Exercise aim. Put the lines from the one containing "# test: pointer" to the one containing "# input is the photograph above" into a numbered list, leaving out any blank lines.

Given data.
_____
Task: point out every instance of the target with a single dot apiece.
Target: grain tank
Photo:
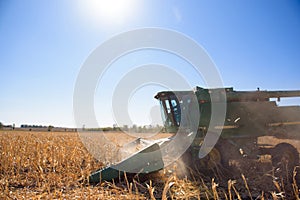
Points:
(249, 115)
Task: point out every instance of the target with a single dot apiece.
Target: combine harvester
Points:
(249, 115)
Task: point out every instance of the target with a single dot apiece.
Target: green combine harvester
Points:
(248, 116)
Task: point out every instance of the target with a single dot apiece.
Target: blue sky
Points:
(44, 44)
_____
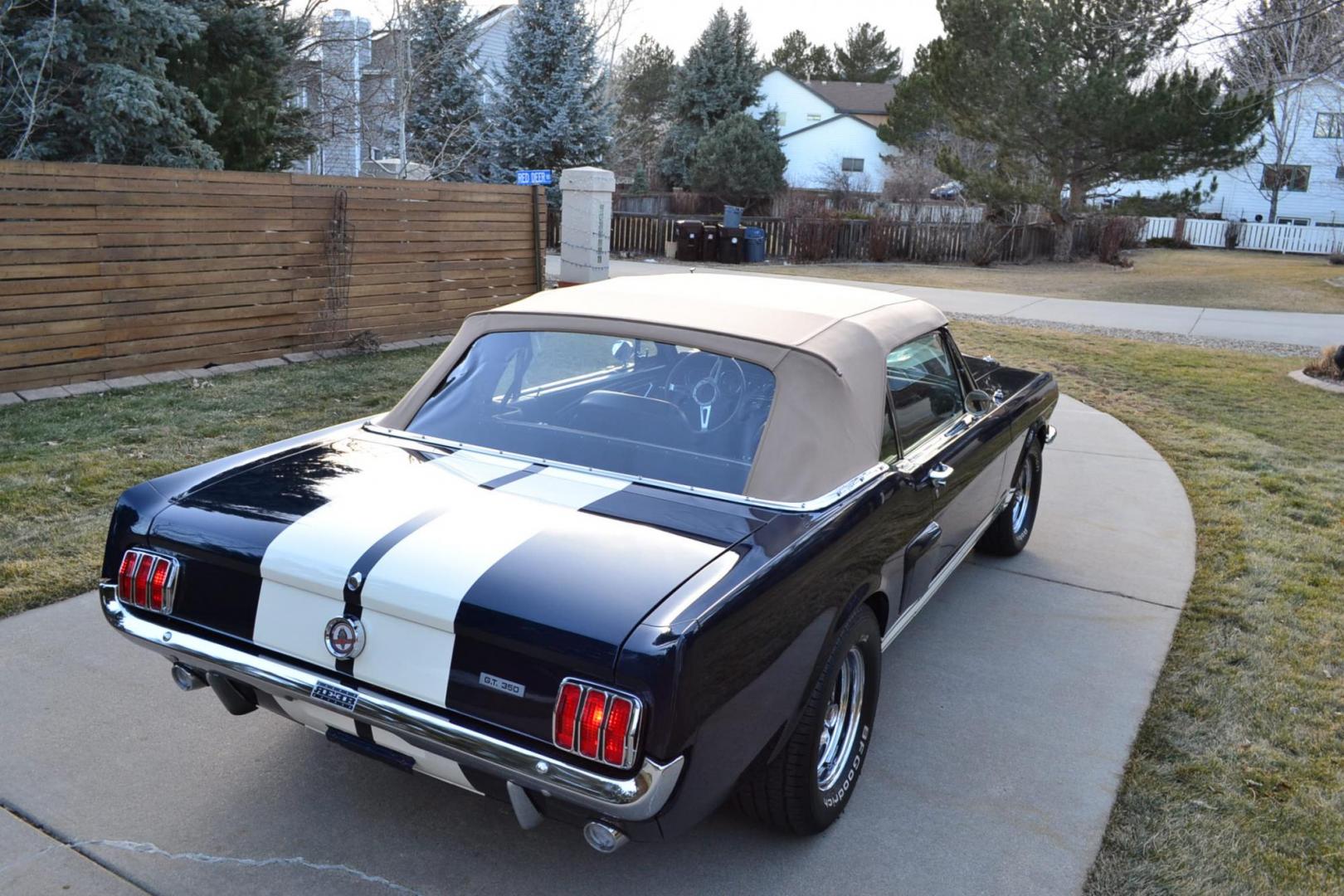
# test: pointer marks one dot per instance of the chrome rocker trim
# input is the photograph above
_____
Response to this exercise.
1. # test: pointer marks one dot per instance of the chrome rocker trim
2. # input is the photograph above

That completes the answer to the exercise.